BEGIN Page text
> ## Documentation Index
> Fetch the complete documentation index at: https://schemabrain.mintlify.app/llms.txt
> Use this file to discover all available pages before exploring further.

# Semantic layer

> How entities, canonical joins, and metrics compose into business-named queries that bypass FK guessing.

# Building a semantic layer

Three concepts compose SchemaBrain's semantic layer:

* **Entities** — a domain name (e.g. `customer`, `order`) bound to one physical table.
* **Metrics** — aggregations anchored on an entity, with grain (e.g. `total_revenue` by `month`).
* **Canonical joins** — the persisted answer to "how do entity A and entity B connect?"

All three are agent-visible through dedicated MCP tools and compile to parameterized SQL the agent never sees.
END Page text
> Task set
**a.** From the semantic layer page, name the concepts that together make up SchemaBrain's semantic layer.
**b.** Carry on the semantic layer page from its last sentence.
The saved material is not needed here.
BEGIN Information supplied
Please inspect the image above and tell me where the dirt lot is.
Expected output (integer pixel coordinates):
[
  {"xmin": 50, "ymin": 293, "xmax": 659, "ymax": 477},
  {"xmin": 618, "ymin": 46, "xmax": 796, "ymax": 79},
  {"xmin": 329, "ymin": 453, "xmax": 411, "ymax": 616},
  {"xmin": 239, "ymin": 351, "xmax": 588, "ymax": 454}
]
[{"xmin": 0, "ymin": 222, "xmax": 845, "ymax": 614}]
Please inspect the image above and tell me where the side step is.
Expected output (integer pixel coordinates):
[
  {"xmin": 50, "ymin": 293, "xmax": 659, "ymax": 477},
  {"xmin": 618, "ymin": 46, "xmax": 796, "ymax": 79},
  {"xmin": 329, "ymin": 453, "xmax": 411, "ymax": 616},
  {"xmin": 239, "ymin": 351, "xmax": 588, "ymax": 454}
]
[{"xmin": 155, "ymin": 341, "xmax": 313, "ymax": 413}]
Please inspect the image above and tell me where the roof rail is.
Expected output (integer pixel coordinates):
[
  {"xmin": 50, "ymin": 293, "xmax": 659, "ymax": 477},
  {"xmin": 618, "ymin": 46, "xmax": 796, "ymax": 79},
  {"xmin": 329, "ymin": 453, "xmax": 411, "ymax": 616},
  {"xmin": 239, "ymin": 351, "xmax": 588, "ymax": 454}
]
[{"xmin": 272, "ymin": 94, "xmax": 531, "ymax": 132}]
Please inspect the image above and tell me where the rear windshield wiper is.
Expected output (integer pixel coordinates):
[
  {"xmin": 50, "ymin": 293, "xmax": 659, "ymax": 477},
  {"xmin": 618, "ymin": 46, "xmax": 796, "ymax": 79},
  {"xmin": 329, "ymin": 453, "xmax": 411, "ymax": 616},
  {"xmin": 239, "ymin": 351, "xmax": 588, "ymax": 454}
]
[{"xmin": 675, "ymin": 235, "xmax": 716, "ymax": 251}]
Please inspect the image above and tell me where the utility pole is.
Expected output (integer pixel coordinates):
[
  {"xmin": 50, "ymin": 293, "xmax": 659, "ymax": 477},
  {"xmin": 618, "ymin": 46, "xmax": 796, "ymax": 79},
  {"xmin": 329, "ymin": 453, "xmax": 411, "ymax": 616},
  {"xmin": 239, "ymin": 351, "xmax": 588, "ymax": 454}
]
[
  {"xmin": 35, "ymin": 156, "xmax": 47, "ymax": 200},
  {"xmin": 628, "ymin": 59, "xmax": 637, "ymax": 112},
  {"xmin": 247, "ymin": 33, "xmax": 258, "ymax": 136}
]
END Information supplied
> Your responses
**a.** Entities, metrics, and canonical joins.

**b.**
## How the agent reaches the semantic layer

| Tool                                            | What the agent asks it                                                          |
| ----------------------------------------------- | ------------------------------------------------------------------------------- |
| `find_relevant_entities(query)`                 | "Which entities match this business concept?" — semantic search over the layer. |
| `list_entities()`                               | "What entities exist in this database?"                                         |
| `describe_entity(name)`                         | "What does this entity expose? Columns, PII sensitivity, bound table."          |
| `resolve_join(entity_a, entity_b)`              | "Give me the canonical SQL JOIN between these two entities."                    |
| `get_metric(name, by=..., filter=..., via=...)` | "Compute this aggregation. Return rows + the SQL + an audit fingerprint."       |

The five physical-schema tools (`find_relevant_tables`, `describe_table`, `describe_column`, `suggest_joins`, `get_example_queries`) sit below them. Full reference: [the MCP tool reference](/reference/mcp-tools/overview).

## Author from scratch (no LLM)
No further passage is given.